• **Aim of the task**
Copy out verbatim the rows between the line containing "Expected: a point inside each instance of the gable, one" and the line containing "point(57, 25)", inclusive.

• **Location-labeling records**
::::
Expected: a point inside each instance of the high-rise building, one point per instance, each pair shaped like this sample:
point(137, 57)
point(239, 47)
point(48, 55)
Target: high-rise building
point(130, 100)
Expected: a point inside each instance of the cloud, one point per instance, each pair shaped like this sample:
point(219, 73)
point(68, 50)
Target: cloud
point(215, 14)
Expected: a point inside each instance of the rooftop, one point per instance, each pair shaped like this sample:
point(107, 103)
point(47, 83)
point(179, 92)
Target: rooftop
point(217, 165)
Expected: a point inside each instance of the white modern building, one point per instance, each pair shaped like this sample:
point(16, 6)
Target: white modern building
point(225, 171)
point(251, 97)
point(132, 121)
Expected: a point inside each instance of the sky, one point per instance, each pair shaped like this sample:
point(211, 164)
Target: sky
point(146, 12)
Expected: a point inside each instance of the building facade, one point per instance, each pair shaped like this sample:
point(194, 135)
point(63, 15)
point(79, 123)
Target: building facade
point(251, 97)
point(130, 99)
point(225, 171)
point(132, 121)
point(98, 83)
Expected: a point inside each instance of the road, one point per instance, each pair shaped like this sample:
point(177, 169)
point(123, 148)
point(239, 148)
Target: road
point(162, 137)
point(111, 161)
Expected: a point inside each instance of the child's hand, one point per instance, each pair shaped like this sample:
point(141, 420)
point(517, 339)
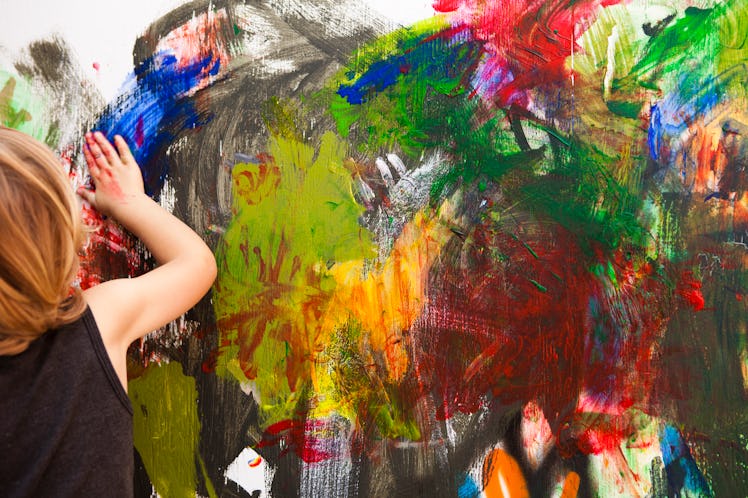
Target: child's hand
::::
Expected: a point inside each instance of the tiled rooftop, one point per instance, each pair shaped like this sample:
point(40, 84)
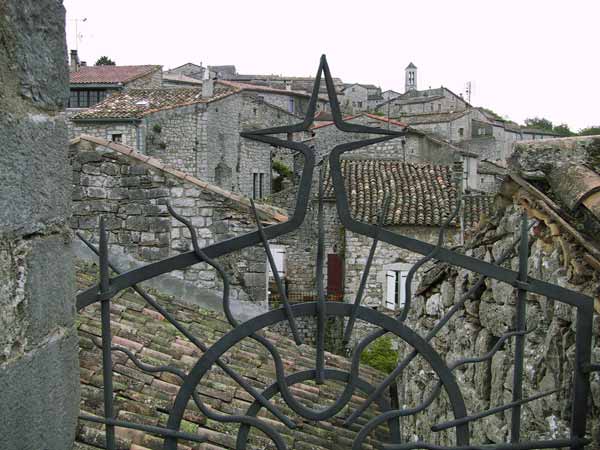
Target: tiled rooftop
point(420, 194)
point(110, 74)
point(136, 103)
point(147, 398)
::::
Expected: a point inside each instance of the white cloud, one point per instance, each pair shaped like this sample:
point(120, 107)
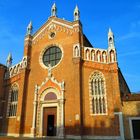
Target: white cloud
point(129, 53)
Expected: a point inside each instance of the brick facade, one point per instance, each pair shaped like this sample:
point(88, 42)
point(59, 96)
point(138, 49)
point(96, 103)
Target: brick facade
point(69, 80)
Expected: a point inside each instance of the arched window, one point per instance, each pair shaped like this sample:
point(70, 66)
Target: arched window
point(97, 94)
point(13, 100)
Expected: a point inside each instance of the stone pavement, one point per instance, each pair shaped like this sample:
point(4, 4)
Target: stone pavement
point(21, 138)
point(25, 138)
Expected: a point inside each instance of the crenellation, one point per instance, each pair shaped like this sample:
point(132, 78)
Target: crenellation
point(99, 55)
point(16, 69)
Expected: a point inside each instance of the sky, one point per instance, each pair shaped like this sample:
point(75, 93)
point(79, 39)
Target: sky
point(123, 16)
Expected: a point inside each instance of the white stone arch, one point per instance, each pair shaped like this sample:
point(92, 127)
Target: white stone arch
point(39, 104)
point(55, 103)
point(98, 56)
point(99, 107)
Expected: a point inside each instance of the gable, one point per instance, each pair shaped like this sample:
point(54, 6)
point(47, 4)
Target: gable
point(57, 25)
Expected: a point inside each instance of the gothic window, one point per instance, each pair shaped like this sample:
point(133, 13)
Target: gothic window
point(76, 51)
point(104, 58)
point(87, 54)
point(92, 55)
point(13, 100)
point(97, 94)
::::
• **Completed task**
Expected: a point inside each instance of the gable, one point per instance, each pair shaped like this sample:
point(54, 6)
point(47, 4)
Target: gable
point(57, 25)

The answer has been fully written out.